» **Your assignment**
Answer these questions from the article on Sequential Attention:
(a) For linear regression, which classical algorithm do the researchers prove their approach equivalent to?
(b) Which model was tested on ImageNet classification?
(c) In place of individual features, what does SequentialAttention++ identify for removal?

Google researchers have published a method called Sequential Attention that makes neural networks smaller and faster by systematically identifying which components actually matter. The blog post dropped February 4th, summarizing work from two papers that span several years of development on what the team frames as a subset selection problem.
The basic insight is almost obvious in retrospect. Modern neural networks use far more parameters than they need. The hard part is figuring out which ones to cut without breaking the model.
The Underlying Math Problem
Feature selection, the task of choosing which input variables a model should pay attention to, is NP-hard. That's computer science shorthand for "there's no efficient algorithm that guarantees the optimal answer." As models get larger, exhaustively checking every possible subset becomes computationally impossible.
Previous approaches to this problem fall into two camps. Filter methods score features individually, which is fast but misses interactions. A feature might look useless alone but become essential when combined with others. Wrapper methods evaluate features in context but require retraining the model for every candidate subset, which doesn't scale.
Sequential Attention sidesteps this by making selection decisions during training rather than before or after. The algorithm maintains a running set of selected components and uses attention weights to identify the next most valuable addition. It's greedy, meaning it makes locally optimal choices at each step rather than searching for a global optimum. But greedy algorithms have known mathematical guarantees for certain problem classes, and the researchers show this adaptation inherits those properties.
How It Works in Practice
The original paper from 2022 established the core technique for feature selection. At each training step, the algorithm calculates attention scores for all remaining unselected features. The highest-scoring feature gets permanently added to the subset. Then it recalculates, now considering what that addition means for the marginal value of everything else.
The clever part is doing this within a single training run. Traditional greedy selection would require training a new model for every feature you consider adding, which multiplies computational cost by orders of magnitude. By integrating selection into the training loop, Sequential Attention achieves comparable results with minimal overhead.
For linear regression, the researchers prove their approach is mathematically equivalent to Orthogonal Matching Pursuit, a classical algorithm with decades of theoretical backing. That equivalence doesn't hold for deep networks, but it provides some justification for why the approach should work.
Block Sparsification Results
The second paper, SequentialAttention++ from early 2024, extends the technique to structured pruning. Instead of selecting individual features, it identifies entire blocks of weights that can be removed while preserving model accuracy.
Block sparsity matters because it plays nice with hardware. Removing scattered individual weights doesn't necessarily speed up inference, since GPUs and TPUs prefer dense matrix operations. But zeroing out entire blocks translates directly to computational savings.
The team tested on ImageNet classification with ResNet50, which remains a standard benchmark for pruning research despite being somewhat dated. They also evaluated on Criteo, a click-through rate prediction dataset with massive feature counts where sparse models have obvious commercial value.
I couldn't find specific accuracy numbers in the blog post, which mostly gestures at "state of the art" without quantification. The papers presumably have the detailed benchmarks, but the public-facing summary is light on specifics. That's not unusual for a blog post, though it makes independent evaluation difficult.
What's Actually Novel Here
The contribution isn't any single technique but their combination. Differentiable pruning methods (using learned importance scores) and combinatorial optimization (greedy search over discrete choices) had developed separately. Sequential Attention bridges them by using attention weights as the importance signal that guides combinatorial selection.

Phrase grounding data
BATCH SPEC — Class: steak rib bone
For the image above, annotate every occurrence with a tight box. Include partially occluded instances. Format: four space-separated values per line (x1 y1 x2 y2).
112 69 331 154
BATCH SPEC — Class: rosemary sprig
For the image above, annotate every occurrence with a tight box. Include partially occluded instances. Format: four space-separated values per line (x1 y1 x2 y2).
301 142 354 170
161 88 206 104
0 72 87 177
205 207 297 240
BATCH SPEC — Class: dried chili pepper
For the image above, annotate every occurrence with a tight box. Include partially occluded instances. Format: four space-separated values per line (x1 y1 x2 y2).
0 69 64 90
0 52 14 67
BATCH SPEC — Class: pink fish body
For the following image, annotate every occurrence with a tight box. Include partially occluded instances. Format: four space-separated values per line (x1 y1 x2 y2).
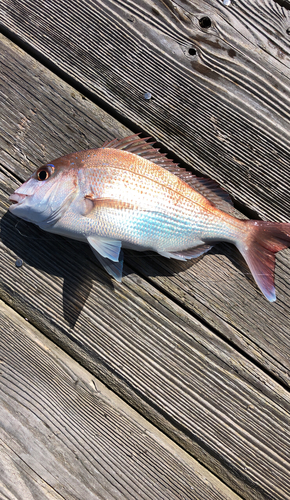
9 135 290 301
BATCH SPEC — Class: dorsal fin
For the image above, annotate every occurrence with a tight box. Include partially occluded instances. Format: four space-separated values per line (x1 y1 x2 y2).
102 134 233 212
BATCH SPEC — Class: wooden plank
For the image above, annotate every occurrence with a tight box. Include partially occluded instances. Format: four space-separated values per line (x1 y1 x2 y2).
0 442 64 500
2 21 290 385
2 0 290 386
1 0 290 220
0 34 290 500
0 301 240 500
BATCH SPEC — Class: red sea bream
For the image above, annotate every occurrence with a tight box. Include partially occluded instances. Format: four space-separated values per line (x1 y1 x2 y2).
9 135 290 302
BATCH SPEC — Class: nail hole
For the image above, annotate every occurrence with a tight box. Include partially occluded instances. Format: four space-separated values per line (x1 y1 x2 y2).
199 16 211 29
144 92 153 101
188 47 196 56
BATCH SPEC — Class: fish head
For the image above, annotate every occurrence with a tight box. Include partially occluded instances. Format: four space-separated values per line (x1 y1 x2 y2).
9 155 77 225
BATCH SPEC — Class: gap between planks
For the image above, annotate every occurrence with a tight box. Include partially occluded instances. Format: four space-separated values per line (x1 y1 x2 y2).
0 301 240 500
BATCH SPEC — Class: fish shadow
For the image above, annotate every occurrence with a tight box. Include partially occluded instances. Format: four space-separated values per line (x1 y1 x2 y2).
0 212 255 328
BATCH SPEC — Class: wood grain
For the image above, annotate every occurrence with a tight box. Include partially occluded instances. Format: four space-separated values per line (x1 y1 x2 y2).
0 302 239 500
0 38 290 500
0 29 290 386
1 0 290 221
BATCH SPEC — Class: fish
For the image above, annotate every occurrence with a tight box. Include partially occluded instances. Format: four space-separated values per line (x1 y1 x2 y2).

» **Answer to the problem**
(a) Orthogonal Matching Pursuit.
(b) ResNet50.
(c) Entire blocks of weights that can be removed while preserving model accuracy.